[SET PROBLEM] Reproduce the data below word for word, starting at the line that contains "Target: railway track" and running through the final line, with both ends included.

(Point placement data)
★ ★ ★

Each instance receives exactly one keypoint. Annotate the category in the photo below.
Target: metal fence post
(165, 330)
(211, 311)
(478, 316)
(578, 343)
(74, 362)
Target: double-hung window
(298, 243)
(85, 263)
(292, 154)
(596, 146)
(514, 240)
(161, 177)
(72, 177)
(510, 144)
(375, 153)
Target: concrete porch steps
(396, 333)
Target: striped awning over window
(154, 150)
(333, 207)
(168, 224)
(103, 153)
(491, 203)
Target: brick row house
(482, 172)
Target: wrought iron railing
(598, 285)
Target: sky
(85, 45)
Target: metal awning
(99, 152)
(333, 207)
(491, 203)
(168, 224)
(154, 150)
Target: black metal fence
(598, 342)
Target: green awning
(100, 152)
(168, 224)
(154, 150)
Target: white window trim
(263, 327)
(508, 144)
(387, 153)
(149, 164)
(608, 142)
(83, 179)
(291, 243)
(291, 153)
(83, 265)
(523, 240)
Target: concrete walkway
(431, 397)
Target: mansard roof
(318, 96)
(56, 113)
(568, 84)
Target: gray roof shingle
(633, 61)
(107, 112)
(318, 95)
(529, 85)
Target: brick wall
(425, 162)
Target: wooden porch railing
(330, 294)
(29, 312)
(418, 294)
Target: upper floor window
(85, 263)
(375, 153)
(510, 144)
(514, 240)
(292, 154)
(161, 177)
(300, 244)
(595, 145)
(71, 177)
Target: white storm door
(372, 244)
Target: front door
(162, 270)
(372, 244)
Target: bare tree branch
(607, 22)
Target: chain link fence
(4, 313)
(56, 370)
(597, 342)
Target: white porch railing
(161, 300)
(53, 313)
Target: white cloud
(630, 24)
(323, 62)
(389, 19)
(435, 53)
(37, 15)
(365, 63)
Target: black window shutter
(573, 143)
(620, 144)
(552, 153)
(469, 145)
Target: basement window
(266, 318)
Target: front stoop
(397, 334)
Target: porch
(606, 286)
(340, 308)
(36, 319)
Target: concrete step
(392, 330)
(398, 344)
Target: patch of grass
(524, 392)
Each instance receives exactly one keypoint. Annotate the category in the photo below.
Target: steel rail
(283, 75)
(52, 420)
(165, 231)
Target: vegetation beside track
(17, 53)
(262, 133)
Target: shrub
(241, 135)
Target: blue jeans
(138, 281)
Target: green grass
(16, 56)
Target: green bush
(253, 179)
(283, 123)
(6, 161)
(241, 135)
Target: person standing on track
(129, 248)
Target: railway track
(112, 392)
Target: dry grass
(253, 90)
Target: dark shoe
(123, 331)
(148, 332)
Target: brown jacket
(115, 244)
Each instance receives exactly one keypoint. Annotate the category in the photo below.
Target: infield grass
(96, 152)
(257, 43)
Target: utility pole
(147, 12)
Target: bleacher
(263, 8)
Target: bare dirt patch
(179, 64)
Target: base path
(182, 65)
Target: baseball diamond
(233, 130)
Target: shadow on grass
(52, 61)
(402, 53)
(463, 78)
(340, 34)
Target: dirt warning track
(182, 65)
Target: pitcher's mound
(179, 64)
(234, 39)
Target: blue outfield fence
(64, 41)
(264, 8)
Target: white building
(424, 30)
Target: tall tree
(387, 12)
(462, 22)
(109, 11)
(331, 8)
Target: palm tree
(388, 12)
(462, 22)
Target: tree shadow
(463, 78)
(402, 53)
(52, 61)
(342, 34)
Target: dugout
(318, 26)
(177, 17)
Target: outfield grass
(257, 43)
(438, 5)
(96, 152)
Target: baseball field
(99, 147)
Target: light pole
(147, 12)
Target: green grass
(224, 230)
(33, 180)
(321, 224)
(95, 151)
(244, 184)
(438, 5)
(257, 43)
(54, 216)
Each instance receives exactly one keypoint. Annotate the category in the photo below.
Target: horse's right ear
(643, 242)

★ ★ ★

[SOLUTION TO THE PROBLEM]
Target: railway track
(112, 392)
Target: dry grass
(253, 90)
Target: dark shoe
(123, 331)
(148, 332)
Target: brown jacket
(115, 244)
Each instance receives exactly one keypoint. Annotate the category in the photo below.
Target: infield grass
(96, 152)
(257, 43)
Target: utility pole
(147, 12)
Target: bleacher
(263, 8)
Target: bare dirt patch
(179, 64)
Target: base path
(182, 65)
Target: baseball diamond
(233, 130)
Target: shadow on grass
(52, 61)
(402, 53)
(463, 78)
(340, 34)
Target: dirt warning track
(182, 65)
Target: pitcher's mound
(179, 64)
(234, 39)
Target: blue outfield fence
(64, 41)
(264, 8)
Target: white building
(424, 30)
Target: tall tree
(387, 12)
(462, 22)
(109, 11)
(331, 8)
Target: palm tree
(388, 12)
(462, 22)
Target: tree shadow
(463, 78)
(402, 53)
(52, 61)
(342, 34)
Target: dugout
(318, 26)
(177, 17)
Target: outfield grass
(257, 43)
(438, 5)
(96, 152)
Target: baseball field
(99, 147)
Target: light pole
(147, 12)
Target: green grass
(224, 230)
(33, 180)
(321, 224)
(95, 151)
(244, 184)
(438, 5)
(257, 43)
(54, 216)
Each instance receives exactly one keypoint. Annotate the category in the photo below.
Target: horse's right ear
(643, 242)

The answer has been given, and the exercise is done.